Dataset records about object locations
▼

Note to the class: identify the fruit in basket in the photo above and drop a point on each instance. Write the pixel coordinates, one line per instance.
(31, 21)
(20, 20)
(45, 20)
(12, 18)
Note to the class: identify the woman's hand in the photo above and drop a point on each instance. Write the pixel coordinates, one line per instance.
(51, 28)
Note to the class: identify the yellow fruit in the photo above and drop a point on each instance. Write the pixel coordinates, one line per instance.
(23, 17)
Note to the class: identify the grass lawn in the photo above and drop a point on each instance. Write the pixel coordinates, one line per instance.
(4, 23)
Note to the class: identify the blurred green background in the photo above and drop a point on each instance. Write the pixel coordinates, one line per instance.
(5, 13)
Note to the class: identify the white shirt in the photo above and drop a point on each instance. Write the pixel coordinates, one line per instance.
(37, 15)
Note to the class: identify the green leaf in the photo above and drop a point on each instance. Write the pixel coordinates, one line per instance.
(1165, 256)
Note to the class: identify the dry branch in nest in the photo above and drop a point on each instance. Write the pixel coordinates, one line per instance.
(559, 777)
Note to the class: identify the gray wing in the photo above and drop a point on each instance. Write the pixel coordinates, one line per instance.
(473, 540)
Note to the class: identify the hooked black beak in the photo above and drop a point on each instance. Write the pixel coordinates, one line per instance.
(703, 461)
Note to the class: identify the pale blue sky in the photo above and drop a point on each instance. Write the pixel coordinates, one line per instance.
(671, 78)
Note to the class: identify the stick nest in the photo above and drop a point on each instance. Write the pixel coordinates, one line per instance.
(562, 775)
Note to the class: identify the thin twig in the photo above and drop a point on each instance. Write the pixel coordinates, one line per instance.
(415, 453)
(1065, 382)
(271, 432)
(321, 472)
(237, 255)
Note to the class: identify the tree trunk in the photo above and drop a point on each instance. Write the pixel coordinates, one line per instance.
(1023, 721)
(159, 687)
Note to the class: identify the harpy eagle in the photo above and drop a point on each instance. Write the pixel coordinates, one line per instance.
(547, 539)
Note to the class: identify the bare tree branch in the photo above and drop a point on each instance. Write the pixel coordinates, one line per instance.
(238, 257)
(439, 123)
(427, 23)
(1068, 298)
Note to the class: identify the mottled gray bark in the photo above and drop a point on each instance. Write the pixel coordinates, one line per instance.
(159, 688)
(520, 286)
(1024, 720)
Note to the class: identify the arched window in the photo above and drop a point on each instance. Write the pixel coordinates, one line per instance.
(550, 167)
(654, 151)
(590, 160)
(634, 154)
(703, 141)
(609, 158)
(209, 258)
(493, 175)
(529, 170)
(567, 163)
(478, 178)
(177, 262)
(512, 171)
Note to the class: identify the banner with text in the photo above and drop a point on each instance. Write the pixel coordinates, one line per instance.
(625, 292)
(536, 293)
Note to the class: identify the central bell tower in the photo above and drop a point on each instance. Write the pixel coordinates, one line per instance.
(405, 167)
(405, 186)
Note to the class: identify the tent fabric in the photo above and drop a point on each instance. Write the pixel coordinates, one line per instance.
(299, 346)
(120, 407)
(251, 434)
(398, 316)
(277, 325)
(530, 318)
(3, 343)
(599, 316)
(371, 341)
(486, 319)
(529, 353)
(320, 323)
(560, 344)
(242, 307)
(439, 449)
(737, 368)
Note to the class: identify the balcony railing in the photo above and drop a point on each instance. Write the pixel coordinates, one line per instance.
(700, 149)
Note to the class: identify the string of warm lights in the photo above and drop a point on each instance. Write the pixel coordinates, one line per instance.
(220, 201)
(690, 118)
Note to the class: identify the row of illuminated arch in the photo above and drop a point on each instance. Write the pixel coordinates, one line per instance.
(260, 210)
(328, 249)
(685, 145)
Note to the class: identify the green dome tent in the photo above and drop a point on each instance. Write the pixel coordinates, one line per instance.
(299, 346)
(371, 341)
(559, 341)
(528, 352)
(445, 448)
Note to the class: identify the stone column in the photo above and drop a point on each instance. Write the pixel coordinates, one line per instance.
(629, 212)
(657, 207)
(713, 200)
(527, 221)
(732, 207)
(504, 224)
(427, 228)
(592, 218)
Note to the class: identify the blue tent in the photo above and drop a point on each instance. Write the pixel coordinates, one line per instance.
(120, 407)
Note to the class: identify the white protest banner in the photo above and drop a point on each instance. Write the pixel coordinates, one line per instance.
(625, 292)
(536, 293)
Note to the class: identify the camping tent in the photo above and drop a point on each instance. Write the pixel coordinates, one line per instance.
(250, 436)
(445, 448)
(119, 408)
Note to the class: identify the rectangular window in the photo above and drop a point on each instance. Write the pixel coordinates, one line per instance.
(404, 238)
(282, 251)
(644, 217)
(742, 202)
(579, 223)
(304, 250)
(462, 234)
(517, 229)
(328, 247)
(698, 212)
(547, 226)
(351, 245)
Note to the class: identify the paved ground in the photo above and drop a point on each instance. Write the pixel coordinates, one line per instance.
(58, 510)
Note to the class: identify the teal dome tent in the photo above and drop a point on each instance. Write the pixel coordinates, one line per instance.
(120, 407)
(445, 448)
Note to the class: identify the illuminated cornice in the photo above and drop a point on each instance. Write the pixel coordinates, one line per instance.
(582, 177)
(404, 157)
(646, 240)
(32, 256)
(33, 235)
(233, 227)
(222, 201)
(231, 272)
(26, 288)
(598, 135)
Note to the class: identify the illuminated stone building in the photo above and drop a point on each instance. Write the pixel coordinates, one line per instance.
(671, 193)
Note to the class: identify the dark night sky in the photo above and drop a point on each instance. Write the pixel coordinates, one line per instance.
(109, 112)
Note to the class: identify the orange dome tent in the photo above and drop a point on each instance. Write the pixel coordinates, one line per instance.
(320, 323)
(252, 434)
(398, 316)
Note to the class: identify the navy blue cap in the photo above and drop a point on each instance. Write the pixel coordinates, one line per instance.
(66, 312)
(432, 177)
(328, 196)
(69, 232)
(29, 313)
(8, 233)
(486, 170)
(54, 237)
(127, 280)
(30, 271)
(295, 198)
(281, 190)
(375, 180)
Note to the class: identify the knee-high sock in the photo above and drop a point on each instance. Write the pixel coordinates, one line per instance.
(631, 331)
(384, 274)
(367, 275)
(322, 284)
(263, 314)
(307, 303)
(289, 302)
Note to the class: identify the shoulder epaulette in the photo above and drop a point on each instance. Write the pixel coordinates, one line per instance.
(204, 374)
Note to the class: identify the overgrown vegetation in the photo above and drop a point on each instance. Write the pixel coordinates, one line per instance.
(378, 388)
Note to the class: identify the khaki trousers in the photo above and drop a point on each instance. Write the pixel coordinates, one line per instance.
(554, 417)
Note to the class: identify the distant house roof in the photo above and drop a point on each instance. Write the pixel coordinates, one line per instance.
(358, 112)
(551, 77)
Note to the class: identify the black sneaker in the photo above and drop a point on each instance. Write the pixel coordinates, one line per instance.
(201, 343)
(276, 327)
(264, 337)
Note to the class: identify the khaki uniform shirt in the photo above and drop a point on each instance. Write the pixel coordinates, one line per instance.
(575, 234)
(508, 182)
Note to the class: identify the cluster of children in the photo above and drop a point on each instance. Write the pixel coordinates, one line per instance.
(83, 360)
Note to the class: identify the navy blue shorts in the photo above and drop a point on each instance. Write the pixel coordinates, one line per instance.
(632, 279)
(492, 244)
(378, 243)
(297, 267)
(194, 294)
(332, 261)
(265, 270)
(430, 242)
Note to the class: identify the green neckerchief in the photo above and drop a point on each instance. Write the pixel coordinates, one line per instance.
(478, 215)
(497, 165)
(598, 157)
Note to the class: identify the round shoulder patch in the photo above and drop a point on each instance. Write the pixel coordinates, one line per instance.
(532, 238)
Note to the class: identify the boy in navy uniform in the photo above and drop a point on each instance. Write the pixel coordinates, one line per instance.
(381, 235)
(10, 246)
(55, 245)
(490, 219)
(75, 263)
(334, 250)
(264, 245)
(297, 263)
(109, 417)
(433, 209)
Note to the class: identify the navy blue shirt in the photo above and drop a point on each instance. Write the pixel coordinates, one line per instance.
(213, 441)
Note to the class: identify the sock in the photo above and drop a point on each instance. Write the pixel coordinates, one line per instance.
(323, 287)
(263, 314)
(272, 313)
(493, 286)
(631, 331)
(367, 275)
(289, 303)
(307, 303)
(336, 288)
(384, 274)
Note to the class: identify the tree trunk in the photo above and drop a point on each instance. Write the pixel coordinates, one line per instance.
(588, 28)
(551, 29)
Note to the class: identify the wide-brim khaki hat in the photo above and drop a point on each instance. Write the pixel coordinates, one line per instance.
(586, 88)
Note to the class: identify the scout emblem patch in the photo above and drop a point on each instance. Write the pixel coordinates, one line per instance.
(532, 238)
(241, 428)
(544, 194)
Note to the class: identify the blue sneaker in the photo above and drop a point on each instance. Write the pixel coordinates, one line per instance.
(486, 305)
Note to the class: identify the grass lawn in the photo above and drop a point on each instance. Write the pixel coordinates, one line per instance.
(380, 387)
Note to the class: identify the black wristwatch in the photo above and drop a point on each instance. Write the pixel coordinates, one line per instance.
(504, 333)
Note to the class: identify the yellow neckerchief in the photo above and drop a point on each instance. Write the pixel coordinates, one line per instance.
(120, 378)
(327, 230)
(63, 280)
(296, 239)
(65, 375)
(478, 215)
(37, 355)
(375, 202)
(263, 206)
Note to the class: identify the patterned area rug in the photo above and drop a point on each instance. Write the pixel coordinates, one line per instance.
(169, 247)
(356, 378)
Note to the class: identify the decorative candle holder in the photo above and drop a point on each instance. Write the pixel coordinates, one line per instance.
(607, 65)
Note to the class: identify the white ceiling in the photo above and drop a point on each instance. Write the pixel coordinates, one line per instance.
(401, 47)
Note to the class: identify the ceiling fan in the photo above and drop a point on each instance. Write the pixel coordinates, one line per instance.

▲

From the line containing "Note to the class: identify the scout" down to the last line, reproduce the records exactly. Include both ends.

ANSWER TO THIS PROBLEM
Note to the class: identify the scout emblem patch in the photo above and drop a point on each instance. Write the pixel coordinates, one line per instance.
(532, 238)
(241, 428)
(544, 194)
Note to the class: identify the blue sneaker in the photo above and drop a point on each instance. Write the pixel coordinates, one line per instance.
(486, 305)
Note to the class: identify the grass lawn in the photo above and drop a point on each instance. Write the pixel coordinates, one line per instance.
(380, 387)
Note to the class: identify the black wristwatch in the photo above and drop a point on each instance. Write the pixel coordinates, one line per instance.
(504, 333)
Note to the class: identify the yellow neckerchief in the photo above and drop a point on each instance. Write the pixel coordinates, one line per instance.
(120, 378)
(327, 230)
(63, 280)
(296, 239)
(65, 375)
(478, 215)
(37, 355)
(375, 202)
(263, 206)
Note to the class: identify the patterned area rug in the photo above and drop a point on each instance. Write the pixel coordinates, one line per instance.
(169, 247)
(356, 378)
Note to the class: identify the decorative candle holder in the photo above and drop a point on each instance. Write the pixel coordinates, one line per instance.
(607, 65)
Note to the class: identify the white ceiling in the photo above and drop a point on each instance. Write the pixel coordinates, one line per instance.
(401, 47)
Note to the class: identify the ceiling fan in the photo above and drop a point on each instance. Write the pixel coordinates, one line per instance.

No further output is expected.